### SHORT EXERCISE
Return every line of the material exactly.

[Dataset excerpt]
# # # #
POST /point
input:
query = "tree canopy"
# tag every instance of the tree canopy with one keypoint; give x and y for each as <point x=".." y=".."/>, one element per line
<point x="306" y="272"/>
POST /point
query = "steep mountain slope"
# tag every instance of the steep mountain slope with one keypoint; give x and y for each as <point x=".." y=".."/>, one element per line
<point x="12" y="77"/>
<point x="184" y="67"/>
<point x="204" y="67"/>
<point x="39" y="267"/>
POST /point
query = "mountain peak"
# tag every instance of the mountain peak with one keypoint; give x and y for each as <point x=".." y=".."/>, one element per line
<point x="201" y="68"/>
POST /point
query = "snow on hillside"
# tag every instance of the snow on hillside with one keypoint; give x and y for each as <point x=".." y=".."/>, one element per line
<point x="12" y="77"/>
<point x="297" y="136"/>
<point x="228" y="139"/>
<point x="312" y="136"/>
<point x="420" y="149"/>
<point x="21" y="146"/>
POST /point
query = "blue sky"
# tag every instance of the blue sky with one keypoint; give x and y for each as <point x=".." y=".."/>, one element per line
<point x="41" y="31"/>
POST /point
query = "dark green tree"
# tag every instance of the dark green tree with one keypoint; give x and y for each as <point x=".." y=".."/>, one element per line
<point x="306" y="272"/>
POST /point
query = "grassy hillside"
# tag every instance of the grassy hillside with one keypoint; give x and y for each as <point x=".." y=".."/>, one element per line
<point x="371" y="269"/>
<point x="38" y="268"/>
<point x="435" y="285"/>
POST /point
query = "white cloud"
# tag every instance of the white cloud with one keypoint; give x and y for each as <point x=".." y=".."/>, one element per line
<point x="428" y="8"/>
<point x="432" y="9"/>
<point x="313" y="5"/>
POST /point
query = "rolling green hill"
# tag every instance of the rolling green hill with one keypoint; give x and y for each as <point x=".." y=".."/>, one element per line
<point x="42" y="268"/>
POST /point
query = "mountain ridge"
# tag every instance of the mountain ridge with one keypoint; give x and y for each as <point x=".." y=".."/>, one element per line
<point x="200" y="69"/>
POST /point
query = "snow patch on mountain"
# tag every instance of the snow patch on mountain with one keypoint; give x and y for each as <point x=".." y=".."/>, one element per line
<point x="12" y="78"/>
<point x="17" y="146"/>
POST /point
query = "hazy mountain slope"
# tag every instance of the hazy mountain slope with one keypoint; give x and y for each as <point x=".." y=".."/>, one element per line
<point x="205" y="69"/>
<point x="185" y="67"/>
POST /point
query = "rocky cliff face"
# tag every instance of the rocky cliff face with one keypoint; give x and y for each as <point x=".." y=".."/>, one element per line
# # # #
### RESPONSE TO THIS TASK
POST /point
input:
query = "tree canopy"
# tag every instance of the tree canopy with one keypoint; give x and y for each as <point x=".." y=".."/>, one element per line
<point x="306" y="272"/>
POST /point
query = "steep mountain slope"
# tag every instance of the steep mountain slope with one keypoint; give x and y for each as <point x=".." y=".."/>, one element per line
<point x="12" y="77"/>
<point x="184" y="67"/>
<point x="204" y="67"/>
<point x="39" y="267"/>
POST /point
query = "mountain peak"
# tag every instance of the mountain peak with one keypoint; give x and y for each as <point x=".." y=".."/>, one element per line
<point x="201" y="68"/>
POST /point
query = "snow on hillside"
# tag every instance of the snow on hillside with one keypoint; give x and y for each as <point x=".." y=".."/>, one element per line
<point x="12" y="77"/>
<point x="297" y="136"/>
<point x="228" y="139"/>
<point x="312" y="136"/>
<point x="420" y="149"/>
<point x="21" y="146"/>
POST /point
query = "blue sky"
# tag every instance of the blue sky with one keypoint; give x and y for each as <point x=".." y=".."/>, one element per line
<point x="41" y="31"/>
POST /point
query = "dark green tree"
# tag every instance of the dark green tree with one keypoint; give x and y for each as <point x=".." y=".."/>, one element per line
<point x="306" y="272"/>
POST /point
query = "grassy hillside"
# tag every instance of the grassy hillside with one keypoint; give x and y for each as <point x=".." y=".."/>, one element per line
<point x="371" y="269"/>
<point x="38" y="268"/>
<point x="435" y="285"/>
POST /point
query = "white cloud"
# tag every instance of the white cloud with one keypoint; give x and y for each as <point x=".." y=".."/>, one element per line
<point x="428" y="8"/>
<point x="432" y="9"/>
<point x="313" y="5"/>
POST /point
query = "rolling green hill"
# tag every instance of the rolling green hill with one keypoint; give x and y for each as <point x=".." y=".."/>, one element per line
<point x="42" y="268"/>
POST /point
query = "mountain ridge"
# tag every instance of the mountain ridge with one keypoint; give x and y for each as <point x=".." y=".."/>, one element per line
<point x="200" y="69"/>
POST /point
query = "snow patch on mountain"
# tag every instance of the snow patch on mountain with one keypoint; give x and y for each as <point x=".." y=".."/>, one element per line
<point x="12" y="78"/>
<point x="17" y="146"/>
POST /point
query = "hazy mountain slope"
# tag every instance of the hazy mountain slope with one keypoint; give x and y for each as <point x=".." y=".."/>, one element per line
<point x="205" y="69"/>
<point x="185" y="67"/>
POST /point
query = "rocky cliff face"
# tag every instance of the rocky cliff face with one keypoint; give x and y for each as <point x=".." y=".."/>, one element per line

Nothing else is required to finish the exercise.